--- START Dataset records ---
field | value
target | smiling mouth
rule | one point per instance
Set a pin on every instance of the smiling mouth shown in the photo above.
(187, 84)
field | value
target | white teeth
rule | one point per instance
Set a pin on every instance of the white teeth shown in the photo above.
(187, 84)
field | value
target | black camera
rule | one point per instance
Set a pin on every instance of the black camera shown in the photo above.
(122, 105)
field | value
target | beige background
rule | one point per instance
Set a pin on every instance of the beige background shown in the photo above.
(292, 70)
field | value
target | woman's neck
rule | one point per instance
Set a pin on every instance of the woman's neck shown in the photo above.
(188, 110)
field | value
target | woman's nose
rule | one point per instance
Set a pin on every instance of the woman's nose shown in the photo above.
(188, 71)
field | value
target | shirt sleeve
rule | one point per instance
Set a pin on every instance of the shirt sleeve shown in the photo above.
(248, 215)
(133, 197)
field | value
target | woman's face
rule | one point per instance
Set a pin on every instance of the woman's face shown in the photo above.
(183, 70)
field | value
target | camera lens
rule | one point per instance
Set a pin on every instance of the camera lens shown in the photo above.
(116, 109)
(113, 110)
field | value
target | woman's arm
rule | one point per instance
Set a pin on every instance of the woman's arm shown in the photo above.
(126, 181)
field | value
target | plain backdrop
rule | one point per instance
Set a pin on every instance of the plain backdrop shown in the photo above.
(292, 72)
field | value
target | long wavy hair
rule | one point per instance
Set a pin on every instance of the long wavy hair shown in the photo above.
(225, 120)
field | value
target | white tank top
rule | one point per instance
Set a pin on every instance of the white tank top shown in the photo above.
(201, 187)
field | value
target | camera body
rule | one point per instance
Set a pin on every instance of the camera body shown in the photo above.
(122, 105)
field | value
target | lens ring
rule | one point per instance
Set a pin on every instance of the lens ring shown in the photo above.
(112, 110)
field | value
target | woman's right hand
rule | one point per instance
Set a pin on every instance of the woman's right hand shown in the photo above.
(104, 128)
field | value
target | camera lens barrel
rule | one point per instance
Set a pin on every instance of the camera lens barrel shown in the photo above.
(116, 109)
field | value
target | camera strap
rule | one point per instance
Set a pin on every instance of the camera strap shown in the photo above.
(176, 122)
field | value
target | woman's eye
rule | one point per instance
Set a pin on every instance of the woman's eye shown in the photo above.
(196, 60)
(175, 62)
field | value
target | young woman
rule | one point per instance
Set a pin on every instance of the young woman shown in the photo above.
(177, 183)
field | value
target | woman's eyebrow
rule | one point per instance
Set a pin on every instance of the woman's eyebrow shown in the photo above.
--- END Dataset records ---
**What to produce:** All of the data needs to be reproduced exactly, with no line missing.

**Result:**
field | value
target | smiling mouth
rule | one point per instance
Set a pin on every instance of the smiling mouth shown in the photo above.
(187, 84)
field | value
target | white teeth
rule | one point per instance
Set a pin on every instance of the white teeth shown in the photo above.
(187, 84)
field | value
target | black camera
rule | one point per instance
Set a pin on every instance of the black camera shown in the photo above.
(122, 105)
field | value
target | beige background
rule | one point per instance
Set a pin on every instance of the beige background shown in the photo above.
(292, 70)
field | value
target | woman's neck
rule | one point per instance
Set a pin on every instance of the woman's neck shown in the photo above.
(188, 110)
field | value
target | woman's nose
rule | one point per instance
Set a pin on every instance of the woman's nose shown in the photo above.
(188, 71)
field | value
target | shirt sleeve
rule | one point per instance
Set a pin on every instance of the shirt sleeve shown in the photo above.
(248, 215)
(133, 197)
field | value
target | woman's face
rule | one point per instance
Set a pin on every instance of the woman's face shown in the photo above.
(183, 70)
field | value
target | camera lens
rule | one point per instance
Set a pin on every instance of the camera lens shown in the photo above.
(116, 109)
(113, 110)
field | value
target | woman's arm
rule | one point per instance
Set a pin on every instance of the woman's arm shown in the photo above.
(126, 181)
field | value
target | plain backdrop
rule | one point per instance
Set a pin on every instance of the plain backdrop shown in the photo above.
(292, 72)
field | value
target | long wavy hair
rule | one point per instance
Set a pin on every instance of the long wavy hair shown in the photo above.
(225, 120)
field | value
target | white tank top
rule | one point per instance
Set a pin on every instance of the white tank top shown in the photo above.
(201, 187)
field | value
target | camera body
rule | one point per instance
Set a pin on every instance of the camera body shown in the photo above.
(122, 105)
field | value
target | lens ring
rule | one point per instance
Set a pin on every instance of the lens ring shown in the photo above.
(112, 110)
field | value
target | woman's right hand
rule | one point per instance
Set a pin on every instance of the woman's right hand shown in the photo above.
(104, 128)
field | value
target | camera lens barrel
rule | one point per instance
Set a pin on every instance of the camera lens barrel shown in the photo above.
(116, 109)
field | value
target | camera strap
rule | one point per instance
Set a pin on every instance of the camera strap shown in the photo above.
(176, 122)
field | value
target | woman's eye
rule | one point per instance
Set a pin on every instance of the woman's eye shown in the photo above.
(196, 60)
(175, 62)
field | value
target | young woman
rule | one point per instance
Set a pin on every instance of the young woman shown in the photo above.
(177, 183)
field | value
target | woman's eyebrow
rule | one point per instance
Set a pin on every instance of the woman's eyebrow shown in the photo above.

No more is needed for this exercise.